● **Exercise**:
Copy every line of the entries below word for word.

## BEGIN Items

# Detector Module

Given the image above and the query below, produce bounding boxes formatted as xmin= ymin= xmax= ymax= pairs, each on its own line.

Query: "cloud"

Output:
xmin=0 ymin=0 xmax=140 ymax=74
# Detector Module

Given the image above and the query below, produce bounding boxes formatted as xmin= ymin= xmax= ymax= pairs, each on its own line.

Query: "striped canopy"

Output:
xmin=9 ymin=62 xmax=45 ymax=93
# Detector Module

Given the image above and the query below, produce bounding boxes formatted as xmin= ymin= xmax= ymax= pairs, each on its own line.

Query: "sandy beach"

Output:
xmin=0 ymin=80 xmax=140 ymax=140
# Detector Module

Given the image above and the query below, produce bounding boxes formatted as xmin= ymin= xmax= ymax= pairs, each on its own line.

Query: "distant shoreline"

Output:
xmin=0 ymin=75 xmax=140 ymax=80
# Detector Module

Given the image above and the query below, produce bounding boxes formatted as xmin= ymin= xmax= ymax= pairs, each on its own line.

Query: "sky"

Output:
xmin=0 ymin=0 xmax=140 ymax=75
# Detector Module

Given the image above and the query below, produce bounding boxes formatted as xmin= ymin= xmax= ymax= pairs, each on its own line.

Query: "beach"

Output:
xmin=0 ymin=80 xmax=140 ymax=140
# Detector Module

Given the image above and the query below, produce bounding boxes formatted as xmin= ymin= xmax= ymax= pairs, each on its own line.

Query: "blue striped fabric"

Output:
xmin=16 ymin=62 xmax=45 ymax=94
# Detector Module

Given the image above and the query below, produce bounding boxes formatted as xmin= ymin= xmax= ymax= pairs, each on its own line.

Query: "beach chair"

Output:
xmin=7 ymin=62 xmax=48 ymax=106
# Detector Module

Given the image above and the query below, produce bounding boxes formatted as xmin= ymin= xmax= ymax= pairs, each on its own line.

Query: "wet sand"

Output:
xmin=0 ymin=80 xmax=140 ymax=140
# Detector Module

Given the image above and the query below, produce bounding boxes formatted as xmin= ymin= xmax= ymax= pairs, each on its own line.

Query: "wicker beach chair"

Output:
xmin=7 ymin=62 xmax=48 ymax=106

## END Items

● **Reply**:
# Detector Module

Given the image above and the query below, produce bounding boxes formatted as xmin= ymin= xmax= ymax= pairs, each on its own line.

Query: "cloud"

Output:
xmin=0 ymin=0 xmax=140 ymax=74
# Detector Module

Given the image above and the query below, produce bounding boxes formatted as xmin= ymin= xmax= ymax= pairs, each on its own line.

Query: "striped canopy"

Output:
xmin=9 ymin=62 xmax=45 ymax=93
# Detector Module

Given the image above and the query below, produce bounding boxes formatted as xmin= ymin= xmax= ymax= pairs, each on its own line.

Query: "sandy beach"

Output:
xmin=0 ymin=80 xmax=140 ymax=140
# Detector Module

Given the image above and the query below, produce bounding boxes formatted as xmin= ymin= xmax= ymax= pairs, each on its own line.

Query: "distant shoreline"

Output:
xmin=0 ymin=75 xmax=140 ymax=80
# Detector Module

Given the image above and the query below, produce bounding boxes formatted as xmin= ymin= xmax= ymax= pairs, each on its own line.

Query: "sky"

Output:
xmin=0 ymin=0 xmax=140 ymax=75
# Detector Module

Given the image above and the query below, produce bounding boxes formatted as xmin= ymin= xmax= ymax= pairs, each on its own line.

Query: "beach"

Output:
xmin=0 ymin=80 xmax=140 ymax=140
# Detector Module

Given the image above and the query below, produce bounding boxes formatted as xmin= ymin= xmax= ymax= pairs, each on its own line.

Query: "blue striped fabric"

Output:
xmin=16 ymin=62 xmax=45 ymax=94
# Detector Module

Given the image above and the query below, produce bounding boxes formatted as xmin= ymin= xmax= ymax= pairs, each on its own line.

Query: "beach chair"

Output:
xmin=7 ymin=62 xmax=48 ymax=106
# Detector Module

Given the image above and the query below, produce bounding boxes formatted as xmin= ymin= xmax= ymax= pairs, each on its own line.

Query: "wet sand"

Output:
xmin=0 ymin=80 xmax=140 ymax=140
# Detector Module

Given the image above and the query below, produce bounding boxes formatted as xmin= ymin= xmax= ymax= pairs, each on its own line.

Query: "wicker beach chair"

Output:
xmin=7 ymin=62 xmax=48 ymax=106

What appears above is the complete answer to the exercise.